Natural-language object grounding data
☆ ☆ ☆

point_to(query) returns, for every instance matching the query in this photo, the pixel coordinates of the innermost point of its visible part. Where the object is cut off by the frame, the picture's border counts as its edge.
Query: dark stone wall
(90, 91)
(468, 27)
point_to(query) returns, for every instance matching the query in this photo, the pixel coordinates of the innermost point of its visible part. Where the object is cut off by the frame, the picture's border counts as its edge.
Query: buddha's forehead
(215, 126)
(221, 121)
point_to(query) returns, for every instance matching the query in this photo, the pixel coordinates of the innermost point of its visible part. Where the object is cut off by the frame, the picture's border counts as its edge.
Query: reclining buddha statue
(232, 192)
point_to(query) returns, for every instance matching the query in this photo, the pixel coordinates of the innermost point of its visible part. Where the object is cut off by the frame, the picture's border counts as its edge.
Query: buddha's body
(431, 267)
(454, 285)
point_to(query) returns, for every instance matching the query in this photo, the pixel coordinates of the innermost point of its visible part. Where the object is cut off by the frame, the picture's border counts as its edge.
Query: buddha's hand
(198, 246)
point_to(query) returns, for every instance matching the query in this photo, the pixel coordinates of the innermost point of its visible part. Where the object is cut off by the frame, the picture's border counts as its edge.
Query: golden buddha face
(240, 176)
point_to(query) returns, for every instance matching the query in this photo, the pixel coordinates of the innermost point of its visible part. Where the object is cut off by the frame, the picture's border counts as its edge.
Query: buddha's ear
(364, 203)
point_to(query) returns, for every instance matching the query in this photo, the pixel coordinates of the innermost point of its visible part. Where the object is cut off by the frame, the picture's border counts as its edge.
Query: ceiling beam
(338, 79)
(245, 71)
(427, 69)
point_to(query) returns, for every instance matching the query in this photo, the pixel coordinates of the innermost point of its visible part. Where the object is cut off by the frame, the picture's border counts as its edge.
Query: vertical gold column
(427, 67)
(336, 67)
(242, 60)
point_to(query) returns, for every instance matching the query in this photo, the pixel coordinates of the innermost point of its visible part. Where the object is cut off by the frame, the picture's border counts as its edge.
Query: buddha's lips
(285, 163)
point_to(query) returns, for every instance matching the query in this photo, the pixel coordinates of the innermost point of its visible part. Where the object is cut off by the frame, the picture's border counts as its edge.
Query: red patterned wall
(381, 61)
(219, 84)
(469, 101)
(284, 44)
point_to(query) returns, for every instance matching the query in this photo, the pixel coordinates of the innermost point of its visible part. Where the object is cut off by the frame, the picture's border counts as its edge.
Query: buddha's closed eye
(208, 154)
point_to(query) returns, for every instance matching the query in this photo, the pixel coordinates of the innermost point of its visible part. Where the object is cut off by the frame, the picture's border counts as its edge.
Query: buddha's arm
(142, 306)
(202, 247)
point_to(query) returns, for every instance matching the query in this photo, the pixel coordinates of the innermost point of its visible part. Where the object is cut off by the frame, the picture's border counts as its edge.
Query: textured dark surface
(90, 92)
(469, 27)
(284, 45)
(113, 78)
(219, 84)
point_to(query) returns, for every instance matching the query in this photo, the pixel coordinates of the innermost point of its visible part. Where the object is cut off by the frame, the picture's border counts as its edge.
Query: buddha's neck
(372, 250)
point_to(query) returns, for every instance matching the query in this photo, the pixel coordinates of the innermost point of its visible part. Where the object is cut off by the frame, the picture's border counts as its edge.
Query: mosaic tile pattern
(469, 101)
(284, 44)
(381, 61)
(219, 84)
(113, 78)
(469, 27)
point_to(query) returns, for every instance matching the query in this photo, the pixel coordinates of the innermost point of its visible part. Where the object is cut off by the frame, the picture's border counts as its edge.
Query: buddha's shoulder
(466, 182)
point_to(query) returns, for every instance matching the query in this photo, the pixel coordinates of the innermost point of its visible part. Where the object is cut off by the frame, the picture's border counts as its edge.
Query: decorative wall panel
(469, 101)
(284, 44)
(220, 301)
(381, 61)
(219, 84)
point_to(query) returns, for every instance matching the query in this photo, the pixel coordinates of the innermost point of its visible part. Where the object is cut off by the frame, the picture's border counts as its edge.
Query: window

☆ ☆ ☆

• DIRECTIONS
Extract all the entries word for word.

• EXERCISE OUTPUT
point_to(query) returns, for every instance matching the query in this photo, the pixel coordinates of the innermost point of its visible part. Where the object is cut off by the frame, the picture's border counts as its edge.
Query: dark stone wall
(90, 91)
(468, 27)
point_to(query) returns, for every instance matching the query in this photo, the pixel coordinates of the innermost point of its visible part. Where the object is cut off by the frame, the picture's border counts as its edge.
Query: buddha's forehead
(215, 126)
(221, 121)
point_to(query) returns, for every instance matching the query in this photo, the pixel coordinates of the innermost point of its visible part. Where the object is cut off by the frame, the picture's border counts as its edge.
Query: reclining buddha statue
(232, 192)
point_to(query) returns, for every instance matching the query in this photo, the pixel coordinates of the innermost point of its visible part. Where the object is cut off by the frame, the picture's border counts as its edge.
Query: buddha's body
(431, 267)
(454, 285)
point_to(query) returns, for every instance matching the query in this photo, the pixel coordinates of the innermost point of its visible part. Where the object is cut off by the frame, the picture's border counts as its edge.
Query: buddha's hand
(198, 246)
point_to(query) returns, for every instance matching the query in this photo, the pixel coordinates of the innermost point of its visible part. Where the object is cut off by the frame, the picture's border counts as its edge.
Query: golden buddha face
(240, 176)
point_to(query) returns, for every instance matching the query in this photo, the pixel coordinates of the innermost point of its visible part. Where the object is cut off by the frame, the picture's border counts as its edge.
Query: buddha's ear
(364, 203)
point_to(query) returns, for every instance matching the query in this photo, the pixel coordinates of the innermost point of its visible part. Where the object is cut off by the frame, the picture's border counts as its edge.
Query: ceiling beam
(338, 79)
(245, 71)
(427, 69)
point_to(query) returns, for every instance matching the query in this photo, the pixel coordinates of the innermost point of its visible part. Where the object is cut off by the frame, the picture's border counts as its edge.
Query: vertical gold column
(427, 67)
(336, 67)
(242, 60)
point_to(query) returns, for every instance matching the query in this photo, the pixel coordinates of the innermost point of its visible part. Where the object is cut off by the frame, the picture's border counts as its edge.
Query: buddha's lips
(285, 163)
point_to(query) returns, for every instance matching the query in this photo, the pixel coordinates of the innermost point of its visible part. Where the object is cut off by the frame, the picture's border counts as its edge.
Query: red patterned wall
(381, 61)
(219, 84)
(469, 101)
(284, 44)
point_to(query) returns, for every instance matching the query in this photo, the pixel coordinates of the innermost point of its visible part. Where the object is cut off by the frame, the picture's border counts as its edge.
Query: buddha's closed eye
(208, 154)
point_to(query) returns, for every instance matching the query in this photo, the pixel coordinates of the innermost point of its visible part. Where the object is cut off by the frame, the picture's border counts as its edge.
Query: buddha's arm
(142, 306)
(202, 247)
point_to(query) returns, for every instance matching the query in this photo, the pixel coordinates of the innermost point of its visible part. Where the object is cut off by the frame, the picture's border counts as its edge.
Query: textured dark surface
(90, 92)
(469, 27)
(284, 45)
(113, 78)
(219, 84)
point_to(query) returns, for every instance matching the query in this photo, the pixel coordinates of the innermost point of its visible part. Where the object is cut off by the frame, the picture's border counts as its edge.
Query: buddha's neck
(372, 250)
point_to(query) returns, for every instance matching the query in this photo, the pixel coordinates of the innermost point of its visible part. Where the object is cut off by the frame, the picture's border counts as its edge.
Query: mosaic tile pattern
(469, 101)
(284, 44)
(381, 61)
(219, 84)
(113, 78)
(469, 27)
point_to(query) returns, for every instance matching the query in this photo, the pixel coordinates of the innermost point of its visible part. Where the object is cut off by the frame, the picture's border counts as its edge.
Query: buddha's shoulder
(466, 182)
point_to(query) returns, for every instance matching the query in this photo, the pixel coordinates of the innermost point of its visible part. Where the object is cut off by the frame, the picture's border counts as its edge.
Query: decorative wall panel
(469, 101)
(284, 44)
(220, 301)
(381, 61)
(219, 84)
point_to(query) returns, for every instance matching the query in this photo, the pixel coordinates of the innermost point of its visible part. Where the object is cut off by the frame, the picture's border counts as its edge.
Query: window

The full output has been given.